- [Directions for this task]: Copy out every one of the entries below without changing a single character.

[Items listed in a dataset]
****************
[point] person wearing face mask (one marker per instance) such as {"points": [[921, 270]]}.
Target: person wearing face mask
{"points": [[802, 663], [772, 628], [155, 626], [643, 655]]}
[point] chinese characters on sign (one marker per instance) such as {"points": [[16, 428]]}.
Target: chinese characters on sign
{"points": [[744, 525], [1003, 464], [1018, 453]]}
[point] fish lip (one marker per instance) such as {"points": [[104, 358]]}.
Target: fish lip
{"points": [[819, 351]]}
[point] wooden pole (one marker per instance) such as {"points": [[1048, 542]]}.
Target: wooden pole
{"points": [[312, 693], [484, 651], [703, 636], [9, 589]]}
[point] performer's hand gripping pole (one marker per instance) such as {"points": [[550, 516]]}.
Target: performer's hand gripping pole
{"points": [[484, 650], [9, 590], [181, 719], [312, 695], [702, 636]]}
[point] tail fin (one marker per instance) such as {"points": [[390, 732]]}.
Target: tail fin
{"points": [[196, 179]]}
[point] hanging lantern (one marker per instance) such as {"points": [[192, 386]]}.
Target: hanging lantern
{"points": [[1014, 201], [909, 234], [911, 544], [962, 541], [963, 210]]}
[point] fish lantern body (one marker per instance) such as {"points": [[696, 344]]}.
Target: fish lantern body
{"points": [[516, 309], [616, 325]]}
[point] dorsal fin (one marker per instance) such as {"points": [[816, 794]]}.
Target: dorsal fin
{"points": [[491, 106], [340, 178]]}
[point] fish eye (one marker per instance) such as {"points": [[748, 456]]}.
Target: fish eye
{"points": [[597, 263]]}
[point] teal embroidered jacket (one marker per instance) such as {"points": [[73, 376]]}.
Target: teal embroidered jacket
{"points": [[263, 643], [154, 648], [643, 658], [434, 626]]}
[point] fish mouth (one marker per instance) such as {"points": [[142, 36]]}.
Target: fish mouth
****************
- [Output of the task]:
[point] person wearing face mask (one marker per instance) such as {"points": [[921, 270]]}.
Target: person wearing face mask
{"points": [[802, 663], [772, 628], [155, 626], [643, 655]]}
[point] chinese characters on sign (one marker per instance) such as {"points": [[16, 428]]}.
Target: chinese characters on sign
{"points": [[744, 525], [1003, 464], [1018, 453]]}
[point] fish lip (one marker per instance) such as {"points": [[104, 358]]}.
Target: fish lip
{"points": [[819, 351]]}
[point] wooden pole (one marker per instance) such as {"points": [[1048, 542]]}.
Target: wooden pole
{"points": [[312, 693], [484, 651], [703, 636], [9, 589]]}
[point] performer's hand gripping pole (one marker per instance) such as {"points": [[550, 516]]}.
Target: performer's hand gripping pole
{"points": [[484, 650], [9, 590], [181, 719], [312, 695], [702, 636]]}
[point] tail fin (one marker per instance) such as {"points": [[390, 732]]}.
Target: tail fin
{"points": [[196, 179]]}
[point] hanging lantern (one marker per instance) such as {"points": [[192, 386]]}.
Target: hanging lantern
{"points": [[1014, 201], [909, 234], [911, 544], [962, 541], [963, 210]]}
[point] fish lantern body (one marker per instance) such as {"points": [[696, 344]]}.
Target: fish lantern body
{"points": [[516, 309], [616, 325]]}
[point] dorsal fin (one marker per instance) such as {"points": [[816, 794]]}.
Target: dorsal fin
{"points": [[491, 106], [340, 178]]}
[point] fish eye (one marker per instance) such as {"points": [[748, 456]]}.
Target: fish eye
{"points": [[597, 263]]}
[point] teal embroidered jacket (one marker per instance) such as {"points": [[73, 376]]}.
Target: teal embroidered jacket
{"points": [[263, 643], [154, 648], [643, 658], [434, 626]]}
[point] fish mouth (one marker per instance) such as {"points": [[142, 36]]}.
Target: fish mouth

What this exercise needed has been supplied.